* _ESTRATTO SCELTO_
§ §

Zubba. s. f. e add. V. agresta.

Zubbi. V. garufi. || E Mal. V. musuluchi.

Zubbia. V. subbia e simili.

Zubbibbu. V. zibbibbu.

Zùbbiu. s. m. Luogo di grande profondità fra valli e burroni, voragine: baratro. || Incavo sotto i palmenti per dove cola il mosto. Forse dal Lat. sub eo. || Fossa grande, per sepoltura: carnajo. || essiri jittatu ’ntra lu zubbiu, fig. trovarsi in istato lagrimevole senza speranza di migliorare.

Zubbu. V. cazzu (Mal.). || add. V. agrestu, o virdi: immaturo.

Zucari. V. sucari. A Messina.

Zuccanu. V. zaccanu.

Zuccararu. s. m. Chi fa o vende zucchero.

Zuccarateddu. dim. di zuccaratu.

Zuccaratu. add. Dolce condito di zucchero: zuccherato. || Per grazioso, bellino.

Zuccareddu. dim. di zuccaru. || essiri un zuccareddu, essere molto bello o grazioso. || Per zucchiceddu V.

Zuccarera. s. f. Vaso dove tiensi lo zucchero; zuccheriera.

§ §

Voci di dati memorizzate
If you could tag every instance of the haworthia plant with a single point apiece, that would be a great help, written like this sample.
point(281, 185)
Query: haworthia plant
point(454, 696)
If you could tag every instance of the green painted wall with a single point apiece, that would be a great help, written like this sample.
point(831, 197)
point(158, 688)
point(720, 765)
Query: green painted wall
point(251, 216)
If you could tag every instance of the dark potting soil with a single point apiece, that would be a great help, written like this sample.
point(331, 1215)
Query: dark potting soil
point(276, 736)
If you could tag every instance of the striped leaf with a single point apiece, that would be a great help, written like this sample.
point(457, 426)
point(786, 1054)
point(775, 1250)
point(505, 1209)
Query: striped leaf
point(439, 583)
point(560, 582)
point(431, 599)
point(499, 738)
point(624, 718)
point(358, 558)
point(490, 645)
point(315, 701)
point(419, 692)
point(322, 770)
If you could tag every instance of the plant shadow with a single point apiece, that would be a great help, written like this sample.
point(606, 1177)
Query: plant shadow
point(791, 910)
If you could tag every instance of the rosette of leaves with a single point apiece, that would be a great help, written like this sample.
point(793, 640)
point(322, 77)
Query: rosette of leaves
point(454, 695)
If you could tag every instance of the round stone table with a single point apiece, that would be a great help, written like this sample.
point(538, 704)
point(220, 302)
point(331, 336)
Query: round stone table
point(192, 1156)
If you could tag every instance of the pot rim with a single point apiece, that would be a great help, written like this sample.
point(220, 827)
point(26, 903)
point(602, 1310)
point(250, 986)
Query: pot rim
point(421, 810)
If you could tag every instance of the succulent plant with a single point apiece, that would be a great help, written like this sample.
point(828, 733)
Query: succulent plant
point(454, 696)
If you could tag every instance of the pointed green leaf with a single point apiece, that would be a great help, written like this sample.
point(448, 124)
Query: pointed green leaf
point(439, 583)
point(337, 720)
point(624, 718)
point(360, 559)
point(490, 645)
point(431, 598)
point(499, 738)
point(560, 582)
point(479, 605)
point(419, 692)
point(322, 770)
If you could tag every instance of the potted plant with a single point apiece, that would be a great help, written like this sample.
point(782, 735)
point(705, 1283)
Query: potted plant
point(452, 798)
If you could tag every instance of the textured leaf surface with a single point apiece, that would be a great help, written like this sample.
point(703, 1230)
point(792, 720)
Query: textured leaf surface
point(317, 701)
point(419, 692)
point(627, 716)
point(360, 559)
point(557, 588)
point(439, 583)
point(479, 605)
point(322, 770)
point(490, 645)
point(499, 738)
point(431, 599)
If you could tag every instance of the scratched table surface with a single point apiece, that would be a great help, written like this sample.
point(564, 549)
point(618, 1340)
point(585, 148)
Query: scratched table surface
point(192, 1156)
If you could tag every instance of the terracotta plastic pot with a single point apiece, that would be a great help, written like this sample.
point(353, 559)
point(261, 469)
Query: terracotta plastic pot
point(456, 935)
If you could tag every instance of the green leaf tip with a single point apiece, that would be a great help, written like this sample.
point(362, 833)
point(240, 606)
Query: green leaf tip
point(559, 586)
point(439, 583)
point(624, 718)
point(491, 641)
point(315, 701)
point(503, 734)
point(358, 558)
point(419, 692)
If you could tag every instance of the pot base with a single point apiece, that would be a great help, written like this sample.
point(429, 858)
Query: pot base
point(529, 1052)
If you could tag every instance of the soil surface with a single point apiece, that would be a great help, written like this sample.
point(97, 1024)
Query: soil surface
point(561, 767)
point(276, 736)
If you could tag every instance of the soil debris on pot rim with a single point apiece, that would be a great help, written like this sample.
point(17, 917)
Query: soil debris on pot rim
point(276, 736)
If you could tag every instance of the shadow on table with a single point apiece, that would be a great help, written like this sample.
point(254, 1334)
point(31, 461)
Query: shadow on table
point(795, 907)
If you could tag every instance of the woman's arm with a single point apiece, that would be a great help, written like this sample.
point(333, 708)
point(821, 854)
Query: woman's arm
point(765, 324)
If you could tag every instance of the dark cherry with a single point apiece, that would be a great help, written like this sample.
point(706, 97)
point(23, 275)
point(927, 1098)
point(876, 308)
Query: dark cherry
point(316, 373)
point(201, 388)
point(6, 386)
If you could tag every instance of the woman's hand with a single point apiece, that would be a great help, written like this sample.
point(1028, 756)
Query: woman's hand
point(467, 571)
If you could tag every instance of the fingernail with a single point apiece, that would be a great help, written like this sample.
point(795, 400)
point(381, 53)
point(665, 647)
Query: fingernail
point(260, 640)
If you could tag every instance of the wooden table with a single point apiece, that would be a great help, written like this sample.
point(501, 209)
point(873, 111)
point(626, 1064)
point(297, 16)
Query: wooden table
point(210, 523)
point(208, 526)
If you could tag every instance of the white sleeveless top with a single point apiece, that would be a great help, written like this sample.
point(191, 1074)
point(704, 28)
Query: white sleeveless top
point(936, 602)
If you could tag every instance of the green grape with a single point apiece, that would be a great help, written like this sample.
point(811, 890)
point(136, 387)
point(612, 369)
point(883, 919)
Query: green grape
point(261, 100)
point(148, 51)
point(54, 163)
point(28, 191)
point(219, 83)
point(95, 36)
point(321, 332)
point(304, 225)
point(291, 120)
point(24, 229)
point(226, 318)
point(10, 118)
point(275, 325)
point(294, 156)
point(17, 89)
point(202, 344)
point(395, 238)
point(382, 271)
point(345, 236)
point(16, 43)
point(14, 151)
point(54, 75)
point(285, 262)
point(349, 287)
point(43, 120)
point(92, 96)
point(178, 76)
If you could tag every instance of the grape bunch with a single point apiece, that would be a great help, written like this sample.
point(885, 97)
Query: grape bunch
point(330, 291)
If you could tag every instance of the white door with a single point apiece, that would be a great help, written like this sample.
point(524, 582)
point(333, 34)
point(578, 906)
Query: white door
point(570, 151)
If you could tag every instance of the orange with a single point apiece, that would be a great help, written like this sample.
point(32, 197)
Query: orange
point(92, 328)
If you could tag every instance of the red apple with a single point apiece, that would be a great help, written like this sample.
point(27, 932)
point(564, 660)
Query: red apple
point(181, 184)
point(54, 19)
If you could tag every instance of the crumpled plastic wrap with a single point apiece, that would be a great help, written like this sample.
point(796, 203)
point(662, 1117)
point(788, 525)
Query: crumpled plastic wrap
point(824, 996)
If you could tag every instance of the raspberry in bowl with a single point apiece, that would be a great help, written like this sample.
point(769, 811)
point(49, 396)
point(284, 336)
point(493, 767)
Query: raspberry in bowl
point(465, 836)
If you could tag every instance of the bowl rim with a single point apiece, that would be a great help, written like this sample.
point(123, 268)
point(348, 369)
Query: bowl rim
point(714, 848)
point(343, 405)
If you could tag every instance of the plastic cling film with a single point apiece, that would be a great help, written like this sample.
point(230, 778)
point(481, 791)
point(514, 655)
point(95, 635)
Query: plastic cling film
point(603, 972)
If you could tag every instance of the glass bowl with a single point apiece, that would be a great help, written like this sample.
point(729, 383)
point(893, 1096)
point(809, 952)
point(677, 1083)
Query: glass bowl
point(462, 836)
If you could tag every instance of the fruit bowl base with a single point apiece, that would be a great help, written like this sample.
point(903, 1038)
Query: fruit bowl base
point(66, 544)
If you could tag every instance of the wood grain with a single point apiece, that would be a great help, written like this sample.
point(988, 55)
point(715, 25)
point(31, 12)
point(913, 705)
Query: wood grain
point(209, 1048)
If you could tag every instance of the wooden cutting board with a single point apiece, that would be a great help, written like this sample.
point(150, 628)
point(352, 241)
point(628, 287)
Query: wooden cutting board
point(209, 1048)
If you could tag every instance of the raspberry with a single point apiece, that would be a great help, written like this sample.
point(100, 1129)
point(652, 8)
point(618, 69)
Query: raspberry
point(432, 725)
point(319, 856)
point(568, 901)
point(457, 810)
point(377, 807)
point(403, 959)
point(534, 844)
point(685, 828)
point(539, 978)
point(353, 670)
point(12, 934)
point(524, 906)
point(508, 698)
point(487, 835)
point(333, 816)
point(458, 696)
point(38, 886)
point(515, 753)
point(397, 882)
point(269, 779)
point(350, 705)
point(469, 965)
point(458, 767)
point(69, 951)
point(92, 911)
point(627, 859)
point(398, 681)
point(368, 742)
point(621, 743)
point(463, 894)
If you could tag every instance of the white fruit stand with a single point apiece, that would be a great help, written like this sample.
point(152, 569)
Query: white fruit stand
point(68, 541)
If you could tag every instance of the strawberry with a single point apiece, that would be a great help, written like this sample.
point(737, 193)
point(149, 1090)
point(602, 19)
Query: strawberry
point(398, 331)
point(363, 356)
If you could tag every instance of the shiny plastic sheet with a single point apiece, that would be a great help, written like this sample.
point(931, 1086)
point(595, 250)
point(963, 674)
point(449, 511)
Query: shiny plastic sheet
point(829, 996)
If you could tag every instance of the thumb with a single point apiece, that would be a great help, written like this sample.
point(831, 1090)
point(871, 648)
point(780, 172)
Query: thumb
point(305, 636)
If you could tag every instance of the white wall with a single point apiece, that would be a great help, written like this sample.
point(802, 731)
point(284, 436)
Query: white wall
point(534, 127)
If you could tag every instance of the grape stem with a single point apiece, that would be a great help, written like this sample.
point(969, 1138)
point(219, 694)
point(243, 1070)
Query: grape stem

§ §

* _CONSEGNA 1_
Duplica parola per parola l'estratto di dizionario riportato sopra, senza tralasciare nulla.
* _CONSEGNA 2_
Trascrivi fedelmente le righe dei record, a partire da quella che contiene "If you could tag every instance of the woman's arm" e fino a quella che contiene "point(6, 386)", comprese entrambe.

* _RISPOSTA COMPLETA 1_
Zubba. s. f. e add. V. agresta.

Zubbi. V. garufi. || E Mal. V. musuluchi.

Zubbia. V. subbia e simili.

Zubbibbu. V. zibbibbu.

Zùbbiu. s. m. Luogo di grande profondità fra valli e burroni, voragine: baratro. || Incavo sotto i palmenti per dove cola il mosto. Forse dal Lat. sub eo. || Fossa grande, per sepoltura: carnajo. || essiri jittatu ’ntra lu zubbiu, fig. trovarsi in istato lagrimevole senza speranza di migliorare.

Zubbu. V. cazzu (Mal.). || add. V. agrestu, o virdi: immaturo.

Zucari. V. sucari. A Messina.

Zuccanu. V. zaccanu.

Zuccararu. s. m. Chi fa o vende zucchero.

Zuccarateddu. dim. di zuccaratu.

Zuccaratu. add. Dolce condito di zucchero: zuccherato. || Per grazioso, bellino.

Zuccareddu. dim. di zuccaru. || essiri un zuccareddu, essere molto bello o grazioso. || Per zucchiceddu V.

Zuccarera. s. f. Vaso dove tiensi lo zucchero; zuccheriera.

* _RISPOSTA COMPLETA 2_
If you could tag every instance of the woman's arm with a single point apiece, that would be a great help, written like this sample.
point(333, 708)
point(821, 854)
Query: woman's arm
point(765, 324)
If you could tag every instance of the dark cherry with a single point apiece, that would be a great help, written like this sample.
point(706, 97)
point(23, 275)
point(927, 1098)
point(876, 308)
Query: dark cherry
point(316, 373)
point(201, 388)
point(6, 386)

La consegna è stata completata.